═══ Passage ═══

Wagamese will see his 11th book published this year. Each one of those works has been written, from the first word to the last period, only once. There have only been edits before the publishing itself. In an effort to outdo that feat, Wagamese wrote 60 poems in six weeks, submitted them – first draft – to a publication that requested his work. That collection was released in February.
It might be easy to think that someone with such credentials would come equipped with a long line of educational belt notches, but Wagamese has only a grade nine education. Born in northern Ontario in 1955, Wagamese spent much of his youth in foster care. He dropped out of school when he was 16. Wagamese describes the early part of his life as “crazy,” and only touches on the abuse and psychological damage he suffered.
Wagamese taught himself journalism by sitting in the library and working through the reporter’s handbook by himself. Occasionally, he would get jobs by proving to others what he was capable of – he rewrote a Globe and Mail article that won him a spot at a Native newspaper in Saskatchewan.
In 1991, Wagamese became the first aboriginal Canadian to ever win a national newspaper award. He has twice won the Native American Press Association Award and the National Aboriginal Communications Society Award for his journalism. In 2010, he was awarded an Honorary Doctor of Letters degree from Thompson Rivers University in Kamloops, B.C.

═══ Source material ═══

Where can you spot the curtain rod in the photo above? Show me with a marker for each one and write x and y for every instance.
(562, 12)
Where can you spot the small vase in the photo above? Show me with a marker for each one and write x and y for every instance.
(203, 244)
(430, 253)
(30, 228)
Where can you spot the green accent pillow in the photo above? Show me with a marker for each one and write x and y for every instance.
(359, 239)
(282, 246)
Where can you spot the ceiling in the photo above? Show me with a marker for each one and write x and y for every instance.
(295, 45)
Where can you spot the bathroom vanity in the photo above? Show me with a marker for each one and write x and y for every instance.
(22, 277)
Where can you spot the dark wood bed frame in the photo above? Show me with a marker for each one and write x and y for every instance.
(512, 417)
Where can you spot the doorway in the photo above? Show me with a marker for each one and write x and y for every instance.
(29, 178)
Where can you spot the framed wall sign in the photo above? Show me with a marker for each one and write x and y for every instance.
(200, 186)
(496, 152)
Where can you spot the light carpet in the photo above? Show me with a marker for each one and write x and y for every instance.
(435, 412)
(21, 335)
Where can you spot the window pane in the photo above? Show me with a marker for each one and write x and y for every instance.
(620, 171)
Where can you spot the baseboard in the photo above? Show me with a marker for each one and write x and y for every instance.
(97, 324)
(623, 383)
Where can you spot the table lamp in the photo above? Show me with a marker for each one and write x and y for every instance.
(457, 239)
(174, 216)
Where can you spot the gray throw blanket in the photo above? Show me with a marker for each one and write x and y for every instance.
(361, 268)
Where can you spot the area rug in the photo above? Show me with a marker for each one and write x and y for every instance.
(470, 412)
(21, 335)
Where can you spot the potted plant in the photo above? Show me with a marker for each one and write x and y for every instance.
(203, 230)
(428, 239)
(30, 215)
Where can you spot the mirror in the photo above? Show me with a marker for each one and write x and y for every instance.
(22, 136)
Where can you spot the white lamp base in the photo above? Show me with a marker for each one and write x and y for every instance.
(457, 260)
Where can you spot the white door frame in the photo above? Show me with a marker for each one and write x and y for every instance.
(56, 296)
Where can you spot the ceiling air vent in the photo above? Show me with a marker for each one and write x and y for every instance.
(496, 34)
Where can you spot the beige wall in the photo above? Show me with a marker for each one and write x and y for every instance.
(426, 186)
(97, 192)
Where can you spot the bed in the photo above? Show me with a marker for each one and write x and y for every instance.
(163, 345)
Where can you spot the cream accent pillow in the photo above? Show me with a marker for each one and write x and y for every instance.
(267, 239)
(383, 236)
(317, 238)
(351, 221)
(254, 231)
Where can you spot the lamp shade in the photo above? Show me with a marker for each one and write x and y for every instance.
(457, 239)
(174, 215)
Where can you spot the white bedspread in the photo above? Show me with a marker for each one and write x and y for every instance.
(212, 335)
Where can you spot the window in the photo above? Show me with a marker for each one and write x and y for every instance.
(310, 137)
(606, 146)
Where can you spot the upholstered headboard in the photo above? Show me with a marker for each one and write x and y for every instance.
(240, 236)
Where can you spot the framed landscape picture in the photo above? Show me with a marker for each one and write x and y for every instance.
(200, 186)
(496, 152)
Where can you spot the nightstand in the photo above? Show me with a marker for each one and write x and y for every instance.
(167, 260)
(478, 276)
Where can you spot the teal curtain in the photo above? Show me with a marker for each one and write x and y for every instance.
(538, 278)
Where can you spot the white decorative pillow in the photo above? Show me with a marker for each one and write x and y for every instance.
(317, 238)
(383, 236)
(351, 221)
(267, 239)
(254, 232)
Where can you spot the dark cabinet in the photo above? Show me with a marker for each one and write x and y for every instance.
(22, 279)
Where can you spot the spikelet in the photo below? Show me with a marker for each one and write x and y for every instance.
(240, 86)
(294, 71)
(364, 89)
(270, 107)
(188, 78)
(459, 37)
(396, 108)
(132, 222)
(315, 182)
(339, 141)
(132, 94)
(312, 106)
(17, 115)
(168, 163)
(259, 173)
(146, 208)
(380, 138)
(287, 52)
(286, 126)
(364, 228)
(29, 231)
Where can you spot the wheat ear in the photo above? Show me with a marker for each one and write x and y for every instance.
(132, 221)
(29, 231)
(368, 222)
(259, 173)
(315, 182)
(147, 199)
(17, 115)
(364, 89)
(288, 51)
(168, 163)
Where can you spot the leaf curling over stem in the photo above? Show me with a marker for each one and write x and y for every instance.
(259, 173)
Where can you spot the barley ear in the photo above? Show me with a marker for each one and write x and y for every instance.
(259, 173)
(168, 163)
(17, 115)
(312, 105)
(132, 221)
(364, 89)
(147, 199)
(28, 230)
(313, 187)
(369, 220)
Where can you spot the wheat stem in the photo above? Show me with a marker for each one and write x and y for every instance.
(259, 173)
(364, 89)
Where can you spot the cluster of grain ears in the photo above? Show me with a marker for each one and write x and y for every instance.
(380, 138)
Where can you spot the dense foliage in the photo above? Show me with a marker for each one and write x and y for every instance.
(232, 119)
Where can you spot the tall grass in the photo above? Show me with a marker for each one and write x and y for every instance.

═══

■ Activity list ■
1. Answer these questions using the Wagamese passage:
(a) How many poems did Wagamese write in six weeks?
(b) At what age did he drop out of school?
(c) Which university gave him an Honorary Doctor of Letters degree in 2010?
2. Pick up the Wagamese passage where it ends and write what comes next.
The records stand apart from the Wagamese passage and are separate material.

■ Answers for the exercise ■
1.
(a) 60
(b) 16
(c) Thompson Rivers University in Kamloops, B.C.

2.
But, what Wagamese supports more than university education – more than anything, for that matter – is sheer passion.
“Desire will get you more places faster than anything else on the planet. I just always had this dream and this wish,” he said. “I became a card-carrying ambassador for the culture of books, and I still am, because books taught me everything. When I was wandering around doing dead-end jobs or living on the street, the library informed my sense of the world. And it gave me an enormous frame of reference which I use today.”
For the first time, the UVic writing department has offered students a chance to be taught by First Nations traditions. This is also the first time the writing department has brought in someone with no prior teaching experience to teach virtually opposing methods.
“For me, the idea of teaching this course at UVic is much like the idea of being a storyteller and a writer in itself: it’s a role that functions as an honour and a privilege,” he said. “Creator graced me with this ability to do what I do, freely and without charge. So the thing traditionally that comes from accepting that gift as a gift is that it only becomes stronger and it only becomes respected and honoured in return by giving it away. So, this gives me an opportunity to fulfill that opportunity of offering it out again.”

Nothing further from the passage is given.